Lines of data
_ _ _ _
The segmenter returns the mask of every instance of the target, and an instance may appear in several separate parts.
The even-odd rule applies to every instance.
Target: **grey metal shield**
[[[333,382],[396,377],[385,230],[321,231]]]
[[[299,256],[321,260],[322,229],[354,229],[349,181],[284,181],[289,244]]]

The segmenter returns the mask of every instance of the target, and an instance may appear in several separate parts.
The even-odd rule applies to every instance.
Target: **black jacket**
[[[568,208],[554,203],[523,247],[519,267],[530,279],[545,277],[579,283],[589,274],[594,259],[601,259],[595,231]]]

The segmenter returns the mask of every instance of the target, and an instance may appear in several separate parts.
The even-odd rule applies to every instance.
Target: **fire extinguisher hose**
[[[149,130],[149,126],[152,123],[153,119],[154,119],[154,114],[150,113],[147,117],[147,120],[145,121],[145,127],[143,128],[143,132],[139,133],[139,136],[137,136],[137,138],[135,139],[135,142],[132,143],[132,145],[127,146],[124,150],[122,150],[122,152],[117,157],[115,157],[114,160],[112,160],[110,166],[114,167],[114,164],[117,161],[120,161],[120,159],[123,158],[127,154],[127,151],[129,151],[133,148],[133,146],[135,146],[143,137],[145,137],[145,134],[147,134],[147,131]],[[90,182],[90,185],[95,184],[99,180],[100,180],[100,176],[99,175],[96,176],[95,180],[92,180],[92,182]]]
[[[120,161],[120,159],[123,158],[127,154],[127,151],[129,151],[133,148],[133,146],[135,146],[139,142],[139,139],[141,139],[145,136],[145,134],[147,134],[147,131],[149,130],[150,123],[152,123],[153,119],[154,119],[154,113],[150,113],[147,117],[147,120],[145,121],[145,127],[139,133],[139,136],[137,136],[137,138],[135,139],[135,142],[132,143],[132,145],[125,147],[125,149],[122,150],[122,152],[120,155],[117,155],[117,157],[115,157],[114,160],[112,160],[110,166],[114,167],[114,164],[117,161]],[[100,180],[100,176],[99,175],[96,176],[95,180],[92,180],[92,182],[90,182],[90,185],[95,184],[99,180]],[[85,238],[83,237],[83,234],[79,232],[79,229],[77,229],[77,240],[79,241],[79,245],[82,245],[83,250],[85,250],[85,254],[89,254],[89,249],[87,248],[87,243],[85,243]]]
_ _ _ _
= THE PROBLEM =
Update the items above by swapping every "segmenter" for "annotation tool". Leave all other text unchanged.

= WRITTEN RESPONSE =
The annotation tool returns the mask of every instance of the target, and an instance may appear in several separate parts.
The even-odd rule applies to every instance.
Target: **grey metal shield**
[[[333,382],[396,377],[385,230],[321,231]]]
[[[299,256],[321,260],[322,229],[354,229],[349,181],[284,181],[289,244]]]

The annotation tool returns the mask of every instance of the target, and an instance may appear in several separate parts.
The even-odd rule applies to every instance.
Target: **black jacket**
[[[568,208],[554,203],[523,247],[519,267],[530,279],[545,277],[579,283],[589,274],[594,259],[601,259],[595,231]]]

The annotation tool returns the mask of every instance of the target, and an instance may appear in several separate parts.
The even-odd rule applies to every instance.
Target: **fire extinguisher hose**
[[[149,130],[149,126],[152,123],[153,119],[154,119],[154,114],[150,113],[147,117],[147,120],[145,121],[145,127],[143,128],[143,132],[139,133],[139,136],[137,136],[137,138],[135,139],[135,142],[132,143],[132,145],[127,146],[124,150],[122,150],[122,152],[117,157],[115,157],[114,160],[112,160],[110,166],[114,167],[114,164],[117,161],[120,161],[120,159],[123,158],[127,154],[127,151],[129,151],[133,148],[133,146],[135,146],[143,137],[145,137],[145,134],[147,134],[147,131]],[[90,182],[90,185],[95,184],[99,180],[100,180],[100,176],[99,175],[96,176],[95,180],[92,180],[92,182]]]
[[[120,161],[120,159],[123,158],[127,154],[127,151],[129,151],[133,148],[133,146],[135,146],[139,142],[139,139],[141,139],[145,136],[145,134],[147,134],[147,131],[149,130],[150,123],[152,123],[153,119],[154,119],[154,113],[150,113],[147,117],[147,120],[145,121],[145,127],[139,133],[139,136],[137,136],[137,138],[135,139],[135,142],[132,143],[132,145],[125,147],[125,149],[122,150],[122,152],[120,155],[117,155],[117,157],[115,157],[114,160],[112,160],[110,166],[114,167],[114,164],[117,161]],[[100,180],[100,176],[99,175],[96,176],[95,180],[92,180],[92,182],[90,182],[90,185],[95,184],[99,180]],[[85,238],[83,237],[83,234],[79,232],[79,229],[77,229],[77,240],[79,241],[79,245],[82,245],[83,250],[85,250],[85,254],[89,254],[89,249],[87,248],[87,243],[85,243]]]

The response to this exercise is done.